READING TEXT:

────────────────────────────────────────

Raoul S. Concepcion, MD, FACS: Mike, at Johns Hopkins, you’re at one of the premiere institutions that has looked at this—androgen receptor variance, CTCs [circulating tumor cells], those types of things. Can you give a little commentary about where we’re moving in terms of trying to figure out this type of testing?
Michael A. Carducci, MD, FACP: I think, as Neal said, we have this paradigm that we treat things in sequence. We decide something is no longer benefitting the patient, then we move. And yet, when you look at where you squeeze in sipuleucel-T, you know to put it in early. But then, if you go to your AR- targeted agents, abiraterone or enzalutamide, you have no data to pick one or the other. Some data, however, is going to come out about potentially combining them.

────────────────────────────────────────

EXTRACTED RECORDS:
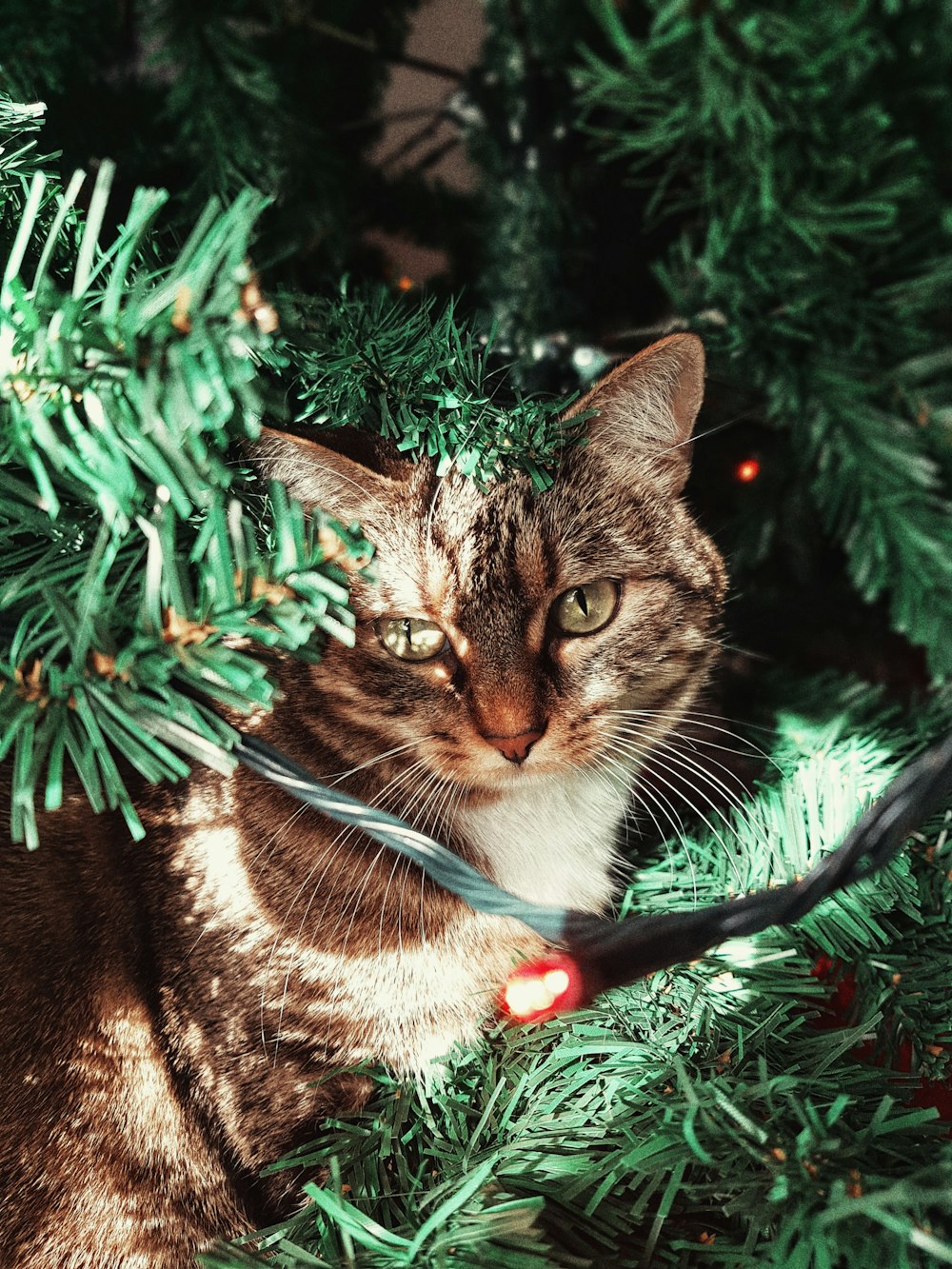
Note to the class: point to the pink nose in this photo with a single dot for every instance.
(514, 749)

────────────────────────────────────────

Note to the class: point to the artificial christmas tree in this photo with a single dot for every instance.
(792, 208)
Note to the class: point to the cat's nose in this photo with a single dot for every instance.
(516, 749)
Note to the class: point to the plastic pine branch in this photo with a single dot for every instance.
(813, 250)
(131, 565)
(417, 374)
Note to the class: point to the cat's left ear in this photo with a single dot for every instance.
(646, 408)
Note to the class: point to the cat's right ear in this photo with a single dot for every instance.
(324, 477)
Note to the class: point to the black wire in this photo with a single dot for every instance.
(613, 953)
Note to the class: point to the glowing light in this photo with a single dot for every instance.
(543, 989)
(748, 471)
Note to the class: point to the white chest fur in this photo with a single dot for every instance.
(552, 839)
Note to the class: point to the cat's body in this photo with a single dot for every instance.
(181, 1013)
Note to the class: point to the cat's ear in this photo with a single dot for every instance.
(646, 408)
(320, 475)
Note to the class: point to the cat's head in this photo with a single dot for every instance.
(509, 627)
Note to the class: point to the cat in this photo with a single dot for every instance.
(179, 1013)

────────────────────────────────────────

EXERCISES:
1. Name every drug that the panel transcript mentions by name.
2. Carry on the panel transcript from its last sentence.
You can set the items above aside; none of them is needed.

ANSWERS TO THE EXERCISES:
1. sipuleucel-T, abiraterone, enzalutamide

2.
There’s a negative study, from a British Columbia group, that said if you layer abiraterone and enzalutamide together after progressing, it only adds toxicity—no benefits. So, this whole idea of layering still has refinements. But, I think it is an important finding. What we’ve done, at Johns Hopkins and other groups, is try to figure out who’s going to respond to the AR targeted drugs. A study in 2009 showed, in one of the early AR variants, that splice variants basically keep the AR on.
Other groups have shown a similar variance, but the main one coming out is AR-V7 [androgen receptor variant-7]. Early data suggested that if you had one drug or the other, and you became AR-V7—positive, it comes in 3 flavors: you don’t have any circulating tumor cells; you have circulating tumor cells but they don’t make AR-V7, those are negative; or you have circulating tumor cells that are AR-V7–producing, they’re positive. That’s the worse prognosis group—they do poorly. And yet, we also showed that you are less likely to benefit from the prior hormonal therapy or AR-targeted drugs in general.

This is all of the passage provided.